* _Aim of the exercise_: Return every record exactly. Omit nothing.

* _Exercise input_:
==========

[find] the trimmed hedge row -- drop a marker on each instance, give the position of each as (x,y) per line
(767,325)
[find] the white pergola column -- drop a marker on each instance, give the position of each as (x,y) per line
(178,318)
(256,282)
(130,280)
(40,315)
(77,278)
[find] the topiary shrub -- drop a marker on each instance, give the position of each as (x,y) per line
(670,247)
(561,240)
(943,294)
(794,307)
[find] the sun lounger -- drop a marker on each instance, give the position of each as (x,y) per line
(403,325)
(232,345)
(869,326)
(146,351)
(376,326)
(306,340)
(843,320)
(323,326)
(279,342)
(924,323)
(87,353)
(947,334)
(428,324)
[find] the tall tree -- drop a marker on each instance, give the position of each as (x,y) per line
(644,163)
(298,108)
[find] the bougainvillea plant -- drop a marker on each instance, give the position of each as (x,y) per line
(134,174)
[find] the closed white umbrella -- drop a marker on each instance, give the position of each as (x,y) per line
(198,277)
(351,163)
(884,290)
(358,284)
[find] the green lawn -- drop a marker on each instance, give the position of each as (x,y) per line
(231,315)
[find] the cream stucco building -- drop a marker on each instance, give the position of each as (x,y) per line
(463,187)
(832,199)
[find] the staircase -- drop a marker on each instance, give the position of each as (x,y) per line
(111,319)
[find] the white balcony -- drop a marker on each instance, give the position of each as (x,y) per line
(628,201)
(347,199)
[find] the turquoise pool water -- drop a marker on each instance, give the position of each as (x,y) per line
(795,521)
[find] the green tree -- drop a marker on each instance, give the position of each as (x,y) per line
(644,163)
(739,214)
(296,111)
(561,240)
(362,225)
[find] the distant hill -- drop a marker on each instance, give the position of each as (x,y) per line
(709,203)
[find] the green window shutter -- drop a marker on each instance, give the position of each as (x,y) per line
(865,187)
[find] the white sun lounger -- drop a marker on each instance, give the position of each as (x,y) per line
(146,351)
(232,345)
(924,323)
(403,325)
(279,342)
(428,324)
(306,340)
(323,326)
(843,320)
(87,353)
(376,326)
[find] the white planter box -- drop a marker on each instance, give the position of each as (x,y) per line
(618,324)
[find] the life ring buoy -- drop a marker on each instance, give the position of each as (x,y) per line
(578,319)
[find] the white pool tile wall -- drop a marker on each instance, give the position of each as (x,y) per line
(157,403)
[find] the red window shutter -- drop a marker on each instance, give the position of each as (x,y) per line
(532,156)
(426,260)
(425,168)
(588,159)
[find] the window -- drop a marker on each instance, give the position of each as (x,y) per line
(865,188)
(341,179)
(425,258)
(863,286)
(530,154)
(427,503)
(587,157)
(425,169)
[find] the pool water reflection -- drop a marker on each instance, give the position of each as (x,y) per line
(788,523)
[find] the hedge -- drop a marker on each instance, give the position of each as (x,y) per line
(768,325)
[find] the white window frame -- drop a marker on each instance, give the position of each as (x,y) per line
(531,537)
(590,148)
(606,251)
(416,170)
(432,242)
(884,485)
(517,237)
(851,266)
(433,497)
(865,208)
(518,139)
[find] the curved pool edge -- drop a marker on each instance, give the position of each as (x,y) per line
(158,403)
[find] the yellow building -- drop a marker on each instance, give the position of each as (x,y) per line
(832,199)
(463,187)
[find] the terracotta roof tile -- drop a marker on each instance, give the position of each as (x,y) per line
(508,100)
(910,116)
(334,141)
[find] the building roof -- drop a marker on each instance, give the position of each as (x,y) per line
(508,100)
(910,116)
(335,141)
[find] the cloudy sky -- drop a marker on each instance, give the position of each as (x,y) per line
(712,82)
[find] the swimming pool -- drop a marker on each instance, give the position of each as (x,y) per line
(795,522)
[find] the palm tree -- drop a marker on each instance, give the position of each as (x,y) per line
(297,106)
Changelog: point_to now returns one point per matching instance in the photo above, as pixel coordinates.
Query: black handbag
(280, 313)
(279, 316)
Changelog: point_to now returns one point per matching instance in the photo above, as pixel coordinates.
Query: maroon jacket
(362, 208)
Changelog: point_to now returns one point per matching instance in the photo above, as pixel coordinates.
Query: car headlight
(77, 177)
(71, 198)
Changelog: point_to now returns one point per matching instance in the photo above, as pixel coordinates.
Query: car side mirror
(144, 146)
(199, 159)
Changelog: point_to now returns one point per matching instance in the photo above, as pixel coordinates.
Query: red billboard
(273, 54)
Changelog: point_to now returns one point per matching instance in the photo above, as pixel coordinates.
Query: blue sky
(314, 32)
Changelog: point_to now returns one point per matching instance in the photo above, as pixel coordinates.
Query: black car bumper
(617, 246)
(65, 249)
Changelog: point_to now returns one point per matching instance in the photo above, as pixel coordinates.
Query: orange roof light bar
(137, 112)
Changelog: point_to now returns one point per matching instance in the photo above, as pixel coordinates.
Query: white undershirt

==========

* _Answer section_:
[find] the trimmed hedge row -- drop a marker on each instance, give the position of each as (x,y) per line
(767,325)
[find] the white pergola column -- drop a marker on each instance, give the position of each as (x,y) per line
(178,318)
(256,282)
(130,280)
(40,315)
(77,278)
[find] the topiary shrub -- drop a marker on each instance, give the position of each as (x,y) per line
(670,247)
(561,240)
(943,294)
(794,307)
[find] the sun lounger -- drop a marker on each instance, give the position of each as (x,y) per line
(403,325)
(232,345)
(869,326)
(146,351)
(376,326)
(306,340)
(843,320)
(323,326)
(279,342)
(924,323)
(87,353)
(947,334)
(428,324)
[find] the tall tree -- drop a marker on each instance, give the position of each as (x,y) per line
(644,163)
(298,108)
[find] the bougainvillea plant -- drop a marker on each instance, give the position of each as (x,y) per line
(134,174)
[find] the closed white umbrella -- drop a marker on each instance, give the position of each as (x,y) per line
(198,277)
(351,163)
(884,290)
(358,284)
[find] the green lawn -- drop a marker on each instance, give the position of each as (x,y) per line
(231,315)
[find] the cream stucco building -- drop a marker on each instance, give the position of each as (x,y) per line
(463,187)
(832,199)
[find] the staircase -- drop a marker on each instance, give the position of each as (x,y) per line
(111,319)
[find] the white balcony -- drop a marker on each instance, give the position of each as (x,y) per line
(628,201)
(347,199)
[find] the turquoise pool water -- drop a marker on each instance, give the position of each as (x,y) per line
(795,521)
[find] the green tree -- drop a marker on each instance, give the position of each as (x,y) per line
(644,163)
(739,214)
(296,111)
(561,240)
(362,225)
[find] the distant hill -- drop a marker on each instance, give the position of each as (x,y) per line
(709,203)
[find] the green window shutter -- drop a marker on each instance, give the position of each as (x,y) per line
(865,187)
[find] the white sun lounger -- drop a marker on each instance, give the position of each as (x,y) per line
(146,351)
(232,345)
(924,323)
(403,325)
(279,342)
(428,324)
(306,340)
(323,326)
(843,320)
(87,353)
(376,326)
[find] the white planter box -- drop a marker on each instance, give the position of each as (x,y) per line
(618,324)
[find] the life ring buoy -- drop a marker on each instance, give the position of each as (x,y) per line
(578,319)
[find] the white pool tile wall -- drop a marker on each instance, give the position of each as (x,y) per line
(157,403)
[find] the red window shutter -- drop a marker on each instance, give the position of each as (x,y) per line
(532,156)
(426,260)
(425,168)
(588,159)
[find] the window -- drop a marker on each instance, give the position of each as (x,y) per line
(865,188)
(341,179)
(425,258)
(863,286)
(530,154)
(427,503)
(587,157)
(425,169)
[find] the pool water reflection -- drop a marker on each instance, give the position of each as (x,y) per line
(788,523)
[find] the hedge -- drop a marker on each instance, give the position of each as (x,y) per line
(768,325)
[find] the white window frame -- drop a marker on each instance, give the position of each as (x,y) per line
(531,537)
(590,148)
(606,251)
(416,170)
(432,242)
(884,485)
(517,237)
(851,266)
(433,497)
(865,208)
(518,139)
[find] the curved pool edge -- drop a marker on each instance, give the position of each as (x,y) per line
(158,403)
[find] the yellow building -- drop a marker on each instance, give the position of each as (x,y) per line
(832,199)
(463,187)
[find] the terracotta roof tile -- drop a marker on each instance, give the position of each as (x,y) per line
(508,100)
(910,116)
(334,141)
[find] the building roof -- drop a marker on each instance, give the position of each as (x,y) per line
(508,100)
(910,116)
(335,141)
[find] the cloudy sky -- drop a marker on each instance, give the position of each as (x,y) per line
(712,82)
[find] the swimming pool -- drop a marker on each instance, give the position of each as (x,y) per line
(795,522)
[find] the palm tree -- drop a marker on each instance, give the position of each as (x,y) per line
(297,106)
Changelog: point_to now returns one point per matching instance in the photo above, as pixel coordinates.
Query: black handbag
(280, 313)
(279, 316)
Changelog: point_to now returns one point per matching instance in the photo above, as pixel coordinates.
Query: maroon jacket
(362, 208)
Changelog: point_to now returns one point per matching instance in the photo above, as pixel coordinates.
Query: car headlight
(77, 177)
(71, 198)
Changelog: point_to now returns one point per matching instance in the photo above, as pixel coordinates.
Query: car side mirror
(144, 146)
(199, 159)
Changelog: point_to now returns one point per matching instance in the photo above, as pixel coordinates.
Query: red billboard
(273, 54)
Changelog: point_to now returns one point per matching instance in the photo above, as pixel coordinates.
Query: blue sky
(314, 32)
Changelog: point_to now returns one point per matching instance in the photo above, as pixel coordinates.
Query: black car bumper
(617, 246)
(65, 249)
Changelog: point_to now returns one point per matching instance in the photo above, as pixel coordinates.
Query: orange roof light bar
(137, 112)
Changelog: point_to now returns one point per matching instance in the photo above, as pixel coordinates.
Query: white undershirt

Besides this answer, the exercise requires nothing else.